::: Task inputs :::

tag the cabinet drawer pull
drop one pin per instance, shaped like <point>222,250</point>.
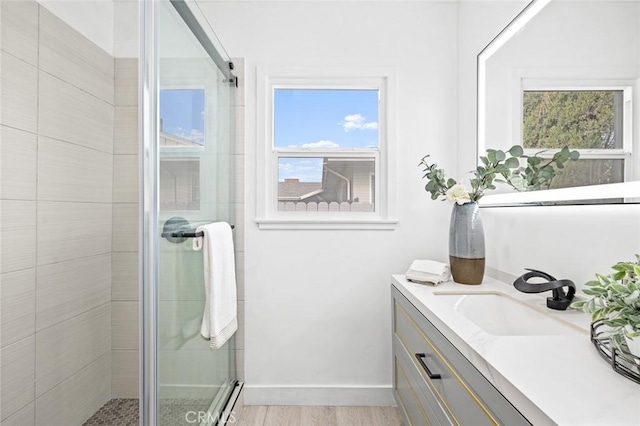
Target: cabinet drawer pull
<point>426,369</point>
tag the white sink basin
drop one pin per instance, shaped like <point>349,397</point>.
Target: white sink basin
<point>502,315</point>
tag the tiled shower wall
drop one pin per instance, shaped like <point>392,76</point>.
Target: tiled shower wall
<point>124,291</point>
<point>57,172</point>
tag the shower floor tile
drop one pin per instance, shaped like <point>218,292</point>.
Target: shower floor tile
<point>124,412</point>
<point>116,412</point>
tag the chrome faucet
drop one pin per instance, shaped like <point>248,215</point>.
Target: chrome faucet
<point>560,299</point>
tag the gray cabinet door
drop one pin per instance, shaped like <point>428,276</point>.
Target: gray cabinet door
<point>463,395</point>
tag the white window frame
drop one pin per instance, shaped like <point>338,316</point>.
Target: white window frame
<point>585,85</point>
<point>268,215</point>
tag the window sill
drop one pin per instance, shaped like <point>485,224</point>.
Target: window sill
<point>327,224</point>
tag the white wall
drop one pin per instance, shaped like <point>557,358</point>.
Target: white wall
<point>93,19</point>
<point>317,304</point>
<point>569,242</point>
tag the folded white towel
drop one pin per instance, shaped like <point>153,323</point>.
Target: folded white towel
<point>220,319</point>
<point>428,272</point>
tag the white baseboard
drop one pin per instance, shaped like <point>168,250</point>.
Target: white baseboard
<point>334,396</point>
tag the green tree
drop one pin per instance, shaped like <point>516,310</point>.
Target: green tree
<point>579,120</point>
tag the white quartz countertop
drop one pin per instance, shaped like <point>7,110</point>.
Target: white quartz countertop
<point>555,379</point>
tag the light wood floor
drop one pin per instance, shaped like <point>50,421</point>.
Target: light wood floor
<point>262,415</point>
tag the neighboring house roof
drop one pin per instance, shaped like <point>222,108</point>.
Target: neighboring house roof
<point>168,139</point>
<point>294,190</point>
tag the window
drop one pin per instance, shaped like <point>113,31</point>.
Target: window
<point>326,153</point>
<point>593,121</point>
<point>182,116</point>
<point>181,143</point>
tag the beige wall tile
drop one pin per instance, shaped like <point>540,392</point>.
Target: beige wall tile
<point>18,164</point>
<point>68,289</point>
<point>19,29</point>
<point>125,227</point>
<point>124,325</point>
<point>77,398</point>
<point>18,230</point>
<point>125,178</point>
<point>68,231</point>
<point>126,91</point>
<point>17,385</point>
<point>125,137</point>
<point>69,172</point>
<point>24,417</point>
<point>125,276</point>
<point>72,115</point>
<point>68,55</point>
<point>68,347</point>
<point>18,306</point>
<point>19,82</point>
<point>125,374</point>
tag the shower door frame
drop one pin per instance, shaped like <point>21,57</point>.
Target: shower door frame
<point>149,166</point>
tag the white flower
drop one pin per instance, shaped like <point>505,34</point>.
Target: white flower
<point>459,194</point>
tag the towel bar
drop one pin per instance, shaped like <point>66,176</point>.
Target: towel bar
<point>178,235</point>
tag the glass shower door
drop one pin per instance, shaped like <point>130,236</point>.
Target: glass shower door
<point>194,189</point>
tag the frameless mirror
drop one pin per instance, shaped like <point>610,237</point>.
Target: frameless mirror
<point>567,73</point>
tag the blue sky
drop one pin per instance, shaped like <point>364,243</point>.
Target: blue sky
<point>182,113</point>
<point>324,119</point>
<point>303,118</point>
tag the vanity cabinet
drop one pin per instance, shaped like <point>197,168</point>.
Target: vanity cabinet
<point>434,384</point>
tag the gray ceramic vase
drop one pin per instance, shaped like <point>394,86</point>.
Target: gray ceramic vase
<point>466,244</point>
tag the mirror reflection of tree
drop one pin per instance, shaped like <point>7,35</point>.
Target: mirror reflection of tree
<point>579,119</point>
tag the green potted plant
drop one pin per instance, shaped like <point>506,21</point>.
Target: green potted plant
<point>615,299</point>
<point>466,234</point>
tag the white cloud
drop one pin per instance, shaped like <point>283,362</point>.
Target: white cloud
<point>305,169</point>
<point>319,144</point>
<point>194,135</point>
<point>357,122</point>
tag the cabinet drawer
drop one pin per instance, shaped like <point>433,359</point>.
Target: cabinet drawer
<point>463,393</point>
<point>418,402</point>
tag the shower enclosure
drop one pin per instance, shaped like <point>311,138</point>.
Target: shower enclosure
<point>192,85</point>
<point>116,127</point>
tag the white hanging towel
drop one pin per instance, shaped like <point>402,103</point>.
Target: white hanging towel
<point>220,319</point>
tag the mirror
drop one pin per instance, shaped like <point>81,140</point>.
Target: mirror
<point>567,73</point>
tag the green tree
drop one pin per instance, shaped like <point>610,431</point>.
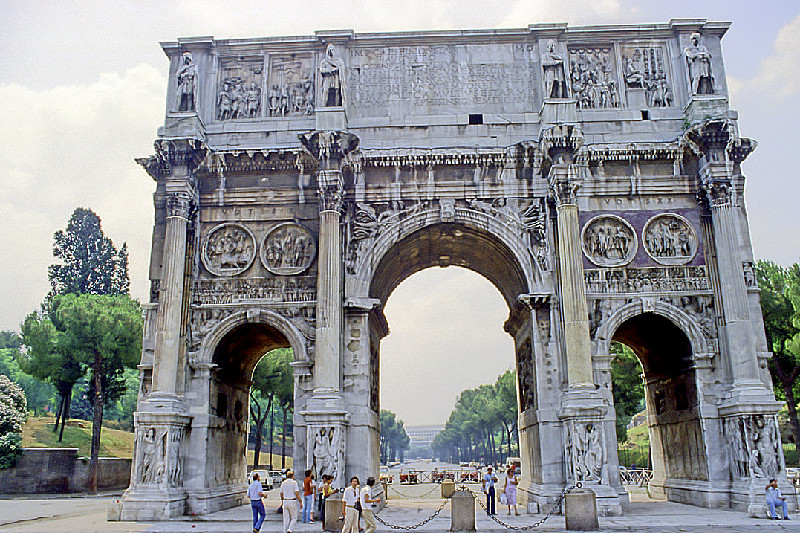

:::

- [Exercise details]: Count the lines in the records above that contain the string "gray", treating uppercase and lowercase as different. Reply with the number alone.

- [Worked answer]: 4